## Required work
Could you write out all of the lines below word for word, leaving the pictures out?

(Excerpts from a location annotation dataset)
* * *

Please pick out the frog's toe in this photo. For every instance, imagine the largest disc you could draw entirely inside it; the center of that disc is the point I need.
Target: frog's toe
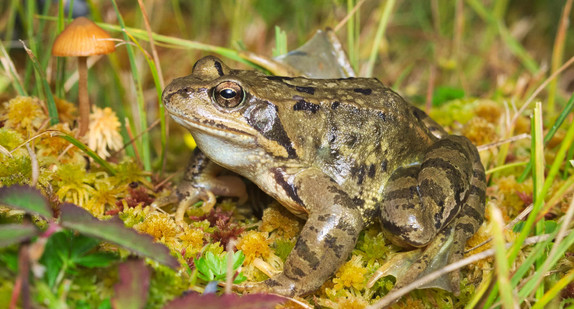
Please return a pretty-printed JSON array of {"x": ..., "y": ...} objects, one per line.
[{"x": 274, "y": 285}]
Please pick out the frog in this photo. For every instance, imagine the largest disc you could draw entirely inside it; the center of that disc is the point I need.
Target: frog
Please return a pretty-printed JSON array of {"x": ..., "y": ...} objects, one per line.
[{"x": 339, "y": 153}]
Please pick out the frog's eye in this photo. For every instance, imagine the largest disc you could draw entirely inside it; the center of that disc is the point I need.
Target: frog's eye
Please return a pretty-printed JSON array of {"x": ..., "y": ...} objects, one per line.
[{"x": 228, "y": 94}]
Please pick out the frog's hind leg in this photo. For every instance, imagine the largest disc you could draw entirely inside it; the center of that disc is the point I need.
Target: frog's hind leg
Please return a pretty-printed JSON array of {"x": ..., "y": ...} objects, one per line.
[{"x": 437, "y": 205}]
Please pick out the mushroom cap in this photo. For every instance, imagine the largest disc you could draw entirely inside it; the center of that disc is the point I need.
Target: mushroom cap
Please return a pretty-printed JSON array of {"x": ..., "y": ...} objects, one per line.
[{"x": 82, "y": 37}]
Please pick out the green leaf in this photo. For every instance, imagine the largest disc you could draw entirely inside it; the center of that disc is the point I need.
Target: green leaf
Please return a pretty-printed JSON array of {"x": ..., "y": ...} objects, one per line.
[
  {"x": 97, "y": 259},
  {"x": 518, "y": 227},
  {"x": 25, "y": 198},
  {"x": 212, "y": 301},
  {"x": 238, "y": 258},
  {"x": 132, "y": 288},
  {"x": 550, "y": 226},
  {"x": 15, "y": 233},
  {"x": 444, "y": 94},
  {"x": 212, "y": 267},
  {"x": 114, "y": 231},
  {"x": 54, "y": 255},
  {"x": 80, "y": 245}
]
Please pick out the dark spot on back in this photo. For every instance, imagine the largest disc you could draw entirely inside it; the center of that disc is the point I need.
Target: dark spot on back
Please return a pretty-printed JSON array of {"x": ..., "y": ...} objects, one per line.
[
  {"x": 309, "y": 90},
  {"x": 358, "y": 201},
  {"x": 372, "y": 171},
  {"x": 263, "y": 117},
  {"x": 289, "y": 189},
  {"x": 384, "y": 164},
  {"x": 382, "y": 115},
  {"x": 218, "y": 68},
  {"x": 303, "y": 105},
  {"x": 358, "y": 172},
  {"x": 419, "y": 114},
  {"x": 365, "y": 91},
  {"x": 279, "y": 78}
]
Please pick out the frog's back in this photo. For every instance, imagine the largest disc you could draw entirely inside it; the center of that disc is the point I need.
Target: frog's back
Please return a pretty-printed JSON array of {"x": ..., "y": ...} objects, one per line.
[{"x": 355, "y": 130}]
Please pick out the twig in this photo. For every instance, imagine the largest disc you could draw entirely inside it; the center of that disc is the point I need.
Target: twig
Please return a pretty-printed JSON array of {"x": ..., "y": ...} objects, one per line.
[
  {"x": 35, "y": 167},
  {"x": 344, "y": 21},
  {"x": 395, "y": 295},
  {"x": 504, "y": 141}
]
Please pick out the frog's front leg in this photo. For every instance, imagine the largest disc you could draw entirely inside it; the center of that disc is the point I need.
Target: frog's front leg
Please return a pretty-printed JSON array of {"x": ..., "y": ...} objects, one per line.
[
  {"x": 438, "y": 205},
  {"x": 201, "y": 181},
  {"x": 326, "y": 240}
]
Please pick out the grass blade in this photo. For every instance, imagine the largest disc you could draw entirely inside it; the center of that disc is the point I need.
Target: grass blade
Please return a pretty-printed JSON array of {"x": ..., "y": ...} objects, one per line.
[
  {"x": 103, "y": 163},
  {"x": 500, "y": 258},
  {"x": 383, "y": 23},
  {"x": 52, "y": 110}
]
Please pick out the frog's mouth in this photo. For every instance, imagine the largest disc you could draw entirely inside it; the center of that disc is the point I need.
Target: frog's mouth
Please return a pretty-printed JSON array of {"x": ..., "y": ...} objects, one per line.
[{"x": 213, "y": 128}]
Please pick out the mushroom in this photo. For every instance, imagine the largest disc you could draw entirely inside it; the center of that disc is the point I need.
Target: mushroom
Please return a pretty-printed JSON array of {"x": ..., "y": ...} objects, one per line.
[{"x": 82, "y": 38}]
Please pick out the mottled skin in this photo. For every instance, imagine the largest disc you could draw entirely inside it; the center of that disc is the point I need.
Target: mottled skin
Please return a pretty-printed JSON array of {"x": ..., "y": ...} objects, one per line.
[{"x": 339, "y": 153}]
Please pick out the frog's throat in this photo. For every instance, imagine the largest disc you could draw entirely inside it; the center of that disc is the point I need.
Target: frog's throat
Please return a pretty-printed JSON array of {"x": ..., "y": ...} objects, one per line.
[{"x": 213, "y": 129}]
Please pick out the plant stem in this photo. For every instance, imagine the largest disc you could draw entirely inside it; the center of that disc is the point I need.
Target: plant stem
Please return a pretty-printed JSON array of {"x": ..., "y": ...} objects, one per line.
[{"x": 84, "y": 100}]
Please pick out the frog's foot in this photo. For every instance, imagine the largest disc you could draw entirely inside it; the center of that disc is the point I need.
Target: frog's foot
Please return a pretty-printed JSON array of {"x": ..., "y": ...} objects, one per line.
[
  {"x": 396, "y": 266},
  {"x": 188, "y": 193},
  {"x": 277, "y": 285},
  {"x": 439, "y": 253}
]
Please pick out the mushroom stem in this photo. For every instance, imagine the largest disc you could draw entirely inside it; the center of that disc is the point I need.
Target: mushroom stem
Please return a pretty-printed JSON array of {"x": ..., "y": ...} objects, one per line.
[{"x": 84, "y": 100}]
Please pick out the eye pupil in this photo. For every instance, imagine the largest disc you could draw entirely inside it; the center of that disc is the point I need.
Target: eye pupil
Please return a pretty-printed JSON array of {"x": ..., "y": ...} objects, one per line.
[{"x": 228, "y": 93}]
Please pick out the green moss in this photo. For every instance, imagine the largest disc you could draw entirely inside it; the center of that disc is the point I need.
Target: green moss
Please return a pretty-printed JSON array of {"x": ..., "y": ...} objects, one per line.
[{"x": 15, "y": 170}]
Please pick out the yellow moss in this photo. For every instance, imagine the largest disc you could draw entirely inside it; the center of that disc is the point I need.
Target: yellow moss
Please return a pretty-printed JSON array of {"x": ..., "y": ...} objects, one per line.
[
  {"x": 104, "y": 134},
  {"x": 24, "y": 114},
  {"x": 278, "y": 223},
  {"x": 351, "y": 274},
  {"x": 74, "y": 184},
  {"x": 134, "y": 215},
  {"x": 409, "y": 303},
  {"x": 66, "y": 111},
  {"x": 106, "y": 194},
  {"x": 191, "y": 241},
  {"x": 508, "y": 190},
  {"x": 57, "y": 147},
  {"x": 479, "y": 131},
  {"x": 160, "y": 226},
  {"x": 254, "y": 244},
  {"x": 489, "y": 110},
  {"x": 351, "y": 302},
  {"x": 522, "y": 125}
]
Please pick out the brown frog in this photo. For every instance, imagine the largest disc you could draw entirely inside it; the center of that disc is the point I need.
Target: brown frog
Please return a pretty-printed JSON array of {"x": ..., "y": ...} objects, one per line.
[{"x": 339, "y": 153}]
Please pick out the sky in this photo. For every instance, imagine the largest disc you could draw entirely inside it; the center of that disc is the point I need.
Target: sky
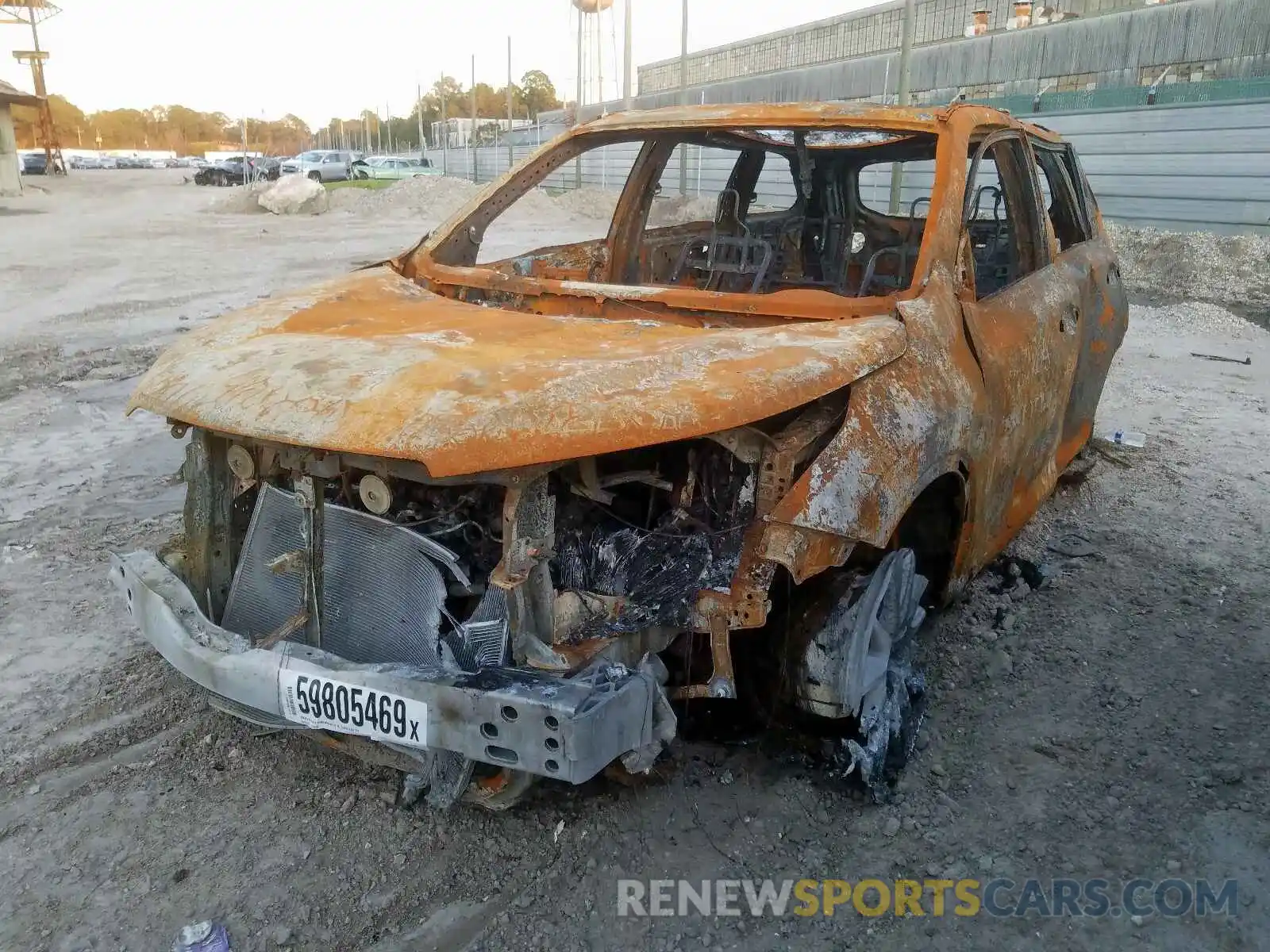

* * *

## Result
Please pick out the frog's toe in this photo. For every instance, imagine the largest disc you could draw entirely inside it; the center of that disc is the point I need.
Target: frog's toe
Please return a pretty-printed JSON array of {"x": ..., "y": ...} objects, one per line.
[{"x": 274, "y": 285}]
Please pick out the frog in this photo. For every instance, imagine the largest disc you could draw entirely inside it; the center of that disc is the point I need.
Target: frog
Please return a pretty-printed JSON array of {"x": ..., "y": ...} objects, one per line.
[{"x": 339, "y": 153}]
Please pick out the frog's eye in this photo. For every instance, imagine the largest disc you could draw entirely inside it; the center of that disc is the point I need.
Target: frog's eye
Please return a pretty-printed JSON array of {"x": ..., "y": ...} objects, one per line.
[{"x": 228, "y": 94}]
Please pick out the frog's hind leg in this photo. For every instance, imagine the largest disc you could draw entirely inside it; the center of that disc is the point I need.
Target: frog's hind leg
Please return a pretty-printed JSON array of {"x": ..., "y": ...} objects, one per line.
[{"x": 437, "y": 205}]
Please pick out the mushroom cap in this photo. For every instance, imagine the largest disc you could draw entirely inside it; the center of that disc is the point I need.
Target: mushroom cap
Please return a pretty-printed JSON array of {"x": ..., "y": ...} objects, one per line.
[{"x": 82, "y": 37}]
Please pick out the green leaf in this photo. For every instance, imagine the largest disc you could draw entirely inside it; the center of that disc is the point I need.
Target: green leaf
Please return a pretty-printed JSON array of {"x": ..., "y": ...} objects, one per line.
[
  {"x": 97, "y": 259},
  {"x": 518, "y": 227},
  {"x": 25, "y": 198},
  {"x": 212, "y": 301},
  {"x": 238, "y": 258},
  {"x": 132, "y": 288},
  {"x": 550, "y": 226},
  {"x": 15, "y": 233},
  {"x": 444, "y": 94},
  {"x": 212, "y": 267},
  {"x": 114, "y": 231},
  {"x": 54, "y": 255},
  {"x": 80, "y": 245}
]
Please pick out the dark spot on back in this photo. For every instance, imagine the largest disc you could draw entirely inside it; the center of that disc is the point I need.
Target: dark spot on back
Please return a pretty-printed JSON array of {"x": ..., "y": ...} objects, one per line.
[
  {"x": 309, "y": 90},
  {"x": 358, "y": 201},
  {"x": 372, "y": 171},
  {"x": 263, "y": 117},
  {"x": 289, "y": 189},
  {"x": 384, "y": 164},
  {"x": 382, "y": 115},
  {"x": 218, "y": 68},
  {"x": 303, "y": 105},
  {"x": 358, "y": 172},
  {"x": 419, "y": 114},
  {"x": 365, "y": 91},
  {"x": 279, "y": 78}
]
Please pick out the frog's back in this photo. For every instance, imagine the largest disc you could draw entirely inside it; the center of that disc is the point I need.
Target: frog's back
Please return a pretty-printed JSON array of {"x": ..., "y": ...} objects, one per line.
[{"x": 355, "y": 130}]
Please pick out the twig in this photo. For every instance, imagine the largest disc you could draw entirely inside it; the center of that disc is the point I need.
Target: twig
Please return a pretty-printed JSON array of {"x": ..., "y": ...} objects, one per line.
[
  {"x": 35, "y": 167},
  {"x": 344, "y": 21},
  {"x": 395, "y": 295},
  {"x": 504, "y": 141}
]
Please pick out the frog's front leg in this photo. For every instance, imagine the largest disc you could draw entirely inside it; the center of that disc is the point I need.
Target: frog's front leg
Please return a pretty-printed JSON array of {"x": ..., "y": ...} objects, one per line.
[
  {"x": 438, "y": 205},
  {"x": 201, "y": 181},
  {"x": 326, "y": 240}
]
Please pick out the grass blade in this photo. For every instance, imagine the largest disc you could draw entirely inside it; the center of that disc is the point I need.
Target: grass blade
Please return a pretty-printed JSON array of {"x": ..., "y": ...} objects, one per line.
[
  {"x": 103, "y": 163},
  {"x": 500, "y": 258},
  {"x": 383, "y": 23},
  {"x": 52, "y": 110}
]
Please pick out the frog's mouth in this photo. For every instance, imagine the largest disc you could draw entirely inside it; the center of that disc is the point I need.
Target: frog's mouth
Please return a pretty-printed JSON array of {"x": ..., "y": ...} objects, one per line.
[{"x": 213, "y": 128}]
Please pick out the mushroom in this photo. For every instance, imagine the largest disc you could draw entirely inside it; the center of that disc is the point I need.
Target: mushroom
Please return a pretty-printed JSON array of {"x": ..., "y": ...} objects, one per line.
[{"x": 82, "y": 38}]
Please pick out the mottled skin in this photo. For every instance, imagine the largest disc you could draw entirely inside it; the center of that disc is the point I need.
Target: mottled skin
Please return a pretty-printed JSON array of {"x": ..., "y": ...} objects, one per line.
[{"x": 339, "y": 153}]
Please pick out the frog's throat in this photo. For every instance, imagine the largest disc you could draw entirely inside it; the center of that disc is the point I need.
Target: frog's throat
Please return a pretty-printed JSON array of {"x": ..., "y": ...} objects, one per line.
[{"x": 213, "y": 129}]
Please pick out the plant stem in this photo. For every instance, imagine the largest disc you could draw entirely inside it; the center of that disc is the point I need.
Target: plant stem
Please return a pretty-printed JSON array of {"x": ..., "y": ...} objects, one per line.
[{"x": 84, "y": 100}]
Please pick out the frog's foot in this photo. For every instance, imagine the largest disc you could draw entirely inside it; the center of that disc is the point I need.
Target: frog's foot
Please return a pretty-printed JSON array of {"x": ..., "y": ...} objects, one per line.
[
  {"x": 396, "y": 266},
  {"x": 188, "y": 193},
  {"x": 277, "y": 285},
  {"x": 439, "y": 253}
]
Please pick out the mushroom stem in this photo. For every instance, imagine the largest disc you could draw entirely inside it; the center of that disc is the point I need.
Target: mushroom stem
Please return a pretty-printed JSON array of {"x": ..., "y": ...} objects, one per line.
[{"x": 84, "y": 100}]
Please pick out the eye pupil in this photo. For every instance, imagine the largest disc you could draw entirely inside it; the center of that disc is the point I need.
Target: eye pupil
Please return a pretty-printed JSON array of {"x": ..., "y": ...} objects, one per line.
[{"x": 228, "y": 93}]
Please pick out the green moss in this photo. For every instance, imagine the largest disc you could draw entirely inside it; the center of that disc is the point I need.
Target: green moss
Please return a pretty-printed JSON array of {"x": ..., "y": ...} objects, one per line.
[{"x": 15, "y": 170}]
Please pick out the yellow moss in this photo. For every instance, imagine the largest disc you could draw entirely inside it; the center of that disc is the point I need.
Target: yellow moss
Please return a pretty-printed JSON array of {"x": ..., "y": ...} objects, one per line.
[
  {"x": 104, "y": 134},
  {"x": 24, "y": 114},
  {"x": 278, "y": 223},
  {"x": 351, "y": 274},
  {"x": 74, "y": 184},
  {"x": 134, "y": 215},
  {"x": 409, "y": 303},
  {"x": 66, "y": 111},
  {"x": 106, "y": 194},
  {"x": 191, "y": 241},
  {"x": 508, "y": 190},
  {"x": 57, "y": 147},
  {"x": 479, "y": 131},
  {"x": 160, "y": 226},
  {"x": 254, "y": 244},
  {"x": 489, "y": 110},
  {"x": 351, "y": 302},
  {"x": 522, "y": 125}
]
Please pick out the brown frog in this photo. For every instance, imagine the largest disc you could draw entirely inside it; the center of that disc is the point I need.
Target: brown frog
Please return a pretty-printed JSON array of {"x": ..., "y": ...} objects, one per line.
[{"x": 339, "y": 153}]
Please pick out the sky in this photo. For every instance, imagine the largest disc you could draw entirely inside it; the center of that disc is the point I need.
Target: sky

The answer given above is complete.